***** Extracted entries

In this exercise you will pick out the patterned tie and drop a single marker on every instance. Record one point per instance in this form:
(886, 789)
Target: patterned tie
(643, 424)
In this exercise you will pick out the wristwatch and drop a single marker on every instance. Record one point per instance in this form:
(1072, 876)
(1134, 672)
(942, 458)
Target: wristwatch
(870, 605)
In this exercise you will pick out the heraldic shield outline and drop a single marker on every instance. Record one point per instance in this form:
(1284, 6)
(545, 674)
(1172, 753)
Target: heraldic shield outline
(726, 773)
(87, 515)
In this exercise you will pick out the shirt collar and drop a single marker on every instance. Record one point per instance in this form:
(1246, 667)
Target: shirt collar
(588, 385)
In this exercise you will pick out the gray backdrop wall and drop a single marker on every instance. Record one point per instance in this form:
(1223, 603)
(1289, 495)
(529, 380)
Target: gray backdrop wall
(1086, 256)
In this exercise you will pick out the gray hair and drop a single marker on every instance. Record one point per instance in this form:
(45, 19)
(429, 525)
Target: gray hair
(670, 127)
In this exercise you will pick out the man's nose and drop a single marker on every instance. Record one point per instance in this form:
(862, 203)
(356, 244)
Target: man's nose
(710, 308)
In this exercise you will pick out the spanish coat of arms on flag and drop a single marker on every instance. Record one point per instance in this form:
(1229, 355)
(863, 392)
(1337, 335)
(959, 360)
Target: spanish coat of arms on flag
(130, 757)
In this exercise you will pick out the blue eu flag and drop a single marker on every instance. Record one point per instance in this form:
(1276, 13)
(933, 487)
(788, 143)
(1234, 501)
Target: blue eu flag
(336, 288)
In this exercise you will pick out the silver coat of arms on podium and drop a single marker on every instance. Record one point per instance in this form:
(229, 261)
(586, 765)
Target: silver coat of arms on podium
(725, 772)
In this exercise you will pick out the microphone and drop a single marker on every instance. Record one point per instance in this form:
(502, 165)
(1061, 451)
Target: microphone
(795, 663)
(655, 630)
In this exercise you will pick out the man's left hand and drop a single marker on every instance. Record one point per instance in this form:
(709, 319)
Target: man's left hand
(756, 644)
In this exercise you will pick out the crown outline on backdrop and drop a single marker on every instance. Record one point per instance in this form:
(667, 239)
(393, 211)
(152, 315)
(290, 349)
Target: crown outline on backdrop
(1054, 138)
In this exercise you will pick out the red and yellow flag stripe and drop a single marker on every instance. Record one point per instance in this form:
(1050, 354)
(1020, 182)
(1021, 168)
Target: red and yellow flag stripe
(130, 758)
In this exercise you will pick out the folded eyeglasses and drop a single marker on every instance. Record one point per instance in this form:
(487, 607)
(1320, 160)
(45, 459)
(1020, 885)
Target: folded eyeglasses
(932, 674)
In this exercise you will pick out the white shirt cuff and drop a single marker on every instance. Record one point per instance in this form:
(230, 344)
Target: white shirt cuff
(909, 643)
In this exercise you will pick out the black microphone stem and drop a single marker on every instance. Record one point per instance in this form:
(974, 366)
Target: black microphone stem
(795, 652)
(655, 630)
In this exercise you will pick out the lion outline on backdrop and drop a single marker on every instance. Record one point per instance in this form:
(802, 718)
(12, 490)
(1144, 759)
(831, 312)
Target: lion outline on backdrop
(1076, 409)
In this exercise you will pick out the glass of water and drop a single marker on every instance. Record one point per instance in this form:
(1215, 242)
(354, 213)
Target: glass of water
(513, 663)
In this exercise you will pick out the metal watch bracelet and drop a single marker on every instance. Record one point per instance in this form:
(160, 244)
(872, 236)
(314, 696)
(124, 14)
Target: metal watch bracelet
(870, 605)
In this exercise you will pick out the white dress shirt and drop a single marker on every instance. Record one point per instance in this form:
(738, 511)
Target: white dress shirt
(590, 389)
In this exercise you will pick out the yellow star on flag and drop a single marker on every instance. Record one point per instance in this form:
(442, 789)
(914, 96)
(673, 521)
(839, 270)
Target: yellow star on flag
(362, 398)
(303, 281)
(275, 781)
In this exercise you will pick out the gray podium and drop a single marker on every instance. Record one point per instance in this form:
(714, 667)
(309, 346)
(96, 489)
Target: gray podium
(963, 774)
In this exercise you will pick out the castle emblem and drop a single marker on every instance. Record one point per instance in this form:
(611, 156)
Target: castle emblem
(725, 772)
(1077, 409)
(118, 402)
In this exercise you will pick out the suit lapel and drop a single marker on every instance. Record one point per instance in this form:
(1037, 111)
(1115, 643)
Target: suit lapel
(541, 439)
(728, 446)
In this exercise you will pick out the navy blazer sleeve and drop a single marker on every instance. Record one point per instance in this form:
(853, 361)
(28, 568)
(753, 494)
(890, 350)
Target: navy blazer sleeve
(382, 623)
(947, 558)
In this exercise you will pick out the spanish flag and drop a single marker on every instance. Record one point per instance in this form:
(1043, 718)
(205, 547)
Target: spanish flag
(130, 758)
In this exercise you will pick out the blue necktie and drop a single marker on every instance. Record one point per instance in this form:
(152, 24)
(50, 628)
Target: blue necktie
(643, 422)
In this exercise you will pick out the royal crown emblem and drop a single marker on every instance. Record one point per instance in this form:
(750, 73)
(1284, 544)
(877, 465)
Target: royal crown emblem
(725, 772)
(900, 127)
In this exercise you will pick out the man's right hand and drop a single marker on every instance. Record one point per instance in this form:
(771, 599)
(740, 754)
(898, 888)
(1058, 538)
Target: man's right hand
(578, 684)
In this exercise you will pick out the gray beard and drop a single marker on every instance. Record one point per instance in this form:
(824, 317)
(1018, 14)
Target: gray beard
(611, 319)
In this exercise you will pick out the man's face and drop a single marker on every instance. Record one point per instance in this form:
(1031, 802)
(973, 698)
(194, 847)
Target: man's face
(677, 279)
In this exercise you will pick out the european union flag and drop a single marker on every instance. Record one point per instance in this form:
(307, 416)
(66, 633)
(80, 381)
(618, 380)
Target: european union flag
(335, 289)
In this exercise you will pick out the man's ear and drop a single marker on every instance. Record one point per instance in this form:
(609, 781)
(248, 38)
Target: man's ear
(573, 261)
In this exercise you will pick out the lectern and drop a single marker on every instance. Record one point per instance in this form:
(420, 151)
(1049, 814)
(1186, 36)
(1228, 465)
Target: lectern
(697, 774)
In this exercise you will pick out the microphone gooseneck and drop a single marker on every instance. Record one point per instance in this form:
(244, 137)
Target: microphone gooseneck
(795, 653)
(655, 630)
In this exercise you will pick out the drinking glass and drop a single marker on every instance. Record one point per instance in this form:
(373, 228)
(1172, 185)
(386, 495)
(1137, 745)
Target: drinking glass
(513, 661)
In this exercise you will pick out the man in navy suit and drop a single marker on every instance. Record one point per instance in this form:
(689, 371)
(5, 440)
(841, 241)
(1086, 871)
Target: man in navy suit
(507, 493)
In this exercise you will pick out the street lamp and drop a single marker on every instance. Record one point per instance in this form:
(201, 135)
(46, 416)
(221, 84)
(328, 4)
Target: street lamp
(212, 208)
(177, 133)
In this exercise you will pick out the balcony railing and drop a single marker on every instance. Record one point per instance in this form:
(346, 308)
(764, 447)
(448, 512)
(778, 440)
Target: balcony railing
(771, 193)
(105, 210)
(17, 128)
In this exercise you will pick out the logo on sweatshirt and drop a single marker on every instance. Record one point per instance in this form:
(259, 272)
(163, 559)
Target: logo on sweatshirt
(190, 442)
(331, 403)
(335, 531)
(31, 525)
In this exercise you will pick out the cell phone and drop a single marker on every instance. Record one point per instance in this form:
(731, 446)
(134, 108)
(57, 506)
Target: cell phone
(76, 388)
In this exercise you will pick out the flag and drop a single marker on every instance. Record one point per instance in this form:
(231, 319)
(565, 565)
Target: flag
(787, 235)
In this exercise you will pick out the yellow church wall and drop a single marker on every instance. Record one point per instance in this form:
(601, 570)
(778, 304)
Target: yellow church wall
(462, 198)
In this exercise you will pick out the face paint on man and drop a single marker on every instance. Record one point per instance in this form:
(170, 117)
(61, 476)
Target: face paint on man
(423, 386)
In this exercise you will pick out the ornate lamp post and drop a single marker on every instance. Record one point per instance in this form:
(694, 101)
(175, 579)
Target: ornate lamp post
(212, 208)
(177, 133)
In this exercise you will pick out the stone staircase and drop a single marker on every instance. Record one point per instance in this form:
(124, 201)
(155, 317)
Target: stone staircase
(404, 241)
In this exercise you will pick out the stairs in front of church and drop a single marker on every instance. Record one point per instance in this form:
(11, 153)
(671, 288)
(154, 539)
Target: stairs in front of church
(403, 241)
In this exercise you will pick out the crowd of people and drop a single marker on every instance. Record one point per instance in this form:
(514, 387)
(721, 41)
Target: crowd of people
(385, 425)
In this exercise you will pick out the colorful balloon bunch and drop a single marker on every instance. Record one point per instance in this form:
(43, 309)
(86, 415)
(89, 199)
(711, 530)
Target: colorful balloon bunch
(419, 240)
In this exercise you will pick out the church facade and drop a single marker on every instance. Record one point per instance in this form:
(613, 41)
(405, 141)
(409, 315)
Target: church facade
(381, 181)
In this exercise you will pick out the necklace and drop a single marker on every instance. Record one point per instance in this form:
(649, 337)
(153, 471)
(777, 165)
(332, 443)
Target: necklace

**********

* _Task to carry out_: The word "necklace" may appear on some lines of these records; state how many such lines there are, and nothing else.

* _Response to the task_: 2